Provided text:

— START —

The judge also pointed out that from a reading within the four corners of the contract, prepayment was provided on only two dates. The judge concluded that it was not the function of the courts to create legislation by judicial action. He posited that the question of providing the right to a debtor of prepayment in an agricultural or commercial loan setting should be determined by the legislature.

The judge concluded that absent statutory authority, the courts have no choice but to agree with the rule of law which has been adopted by the majority of jurisdictions in the United States. He observed that no statutory authority overrode the majority rule that restricts the right of the debtor to prepay a note and mortgage and granted Metropolitan's motion for summary judgment. The Strnads appealed, claiming that they had a contractual and a legal right to prepay the note.

Standard of Review

This court's review of the district court's decision is de novo because it involves stipulated facts as well as a question of law, the construction of a written contract. See Federal Land Bank of Wichita v. Krug, 253 Kan. 307, Syl. p 1, 856 P.2d 111 (1993); Hudgens v. CNA/Continental Cas. Co., 252 Kan. 478, Syl. p 1, [255 Kan. 661] 845 P.2d 694 (1993). "Promissory notes and mortgages are contracts between the parties, and the rules of construction applicable to contracts apply to them. A mortgage and a note secured by it are to be deemed parts of one transaction and construed together as such; the provisions of both should be given effect." Carpenter v. Riley, 234 Kan. 758, Syl. p 3, 675 P.2d 900 (1984). This court's analysis must begin within the four corners of the instrument itself. See Safelite Glass Corp. v. Fuller, 15 Kan.App.2d 351, 362, 807 P.2d 677, rev. denied 249 Kan. 776 (1991).

— END —

Supplied information:
— START —

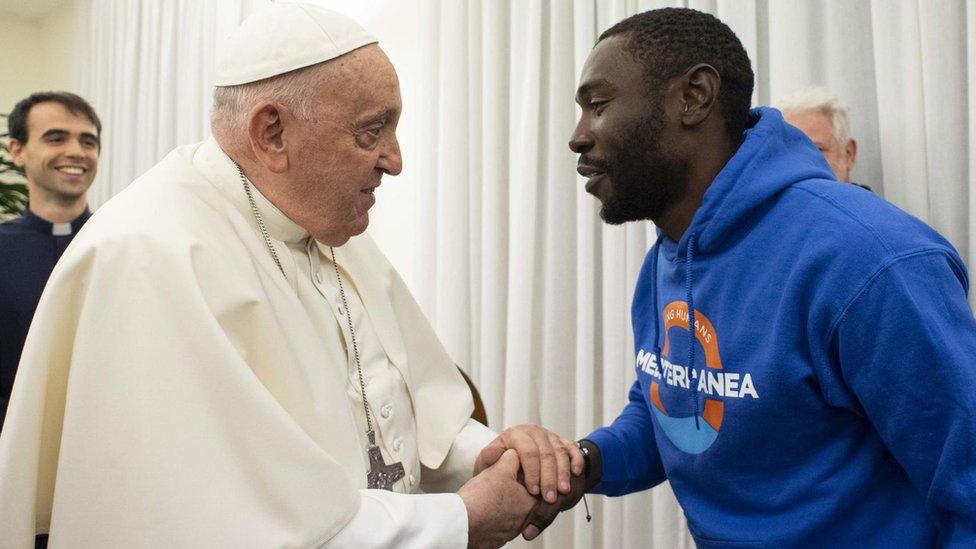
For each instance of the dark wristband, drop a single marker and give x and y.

— END —

Written request 1: Name every court case cited in the prepayment opinion excerpt above.
Written request 2: Continue the prepayment opinion excerpt, starting after its final sentence.

Task answer 1:
Federal Land Bank of Wichita v. Krug
Hudgens v. CNA/Continental Cas. Co.
Carpenter v. Riley
Safelite Glass Corp. v. Fuller

Task answer 2:
Construction of the Contract

Metropolitan notes that one of the Strnads' arguments is that because the note does not expressly prohibit prepayment, it then permits it. The district judge found that argument failed by concluding that the fact something is not specifically provided for in a contract does not, by itself, make the contract ambiguous. See Quenzer, 225 Kan. at 86, 587 P.2d 880. If contracts are not ambiguous, courts must give effect to the intent of the parties as expressed within the four corners of the instrument. Metropolitan asserts

Page 1366

the inclusion of specific dates for prepayment establishes the parties' intent was not to allow prepayment on any other date and that this court should apply the maxim "expressio unius est exclusio alterius," i.e., the mention of one thing indicates an...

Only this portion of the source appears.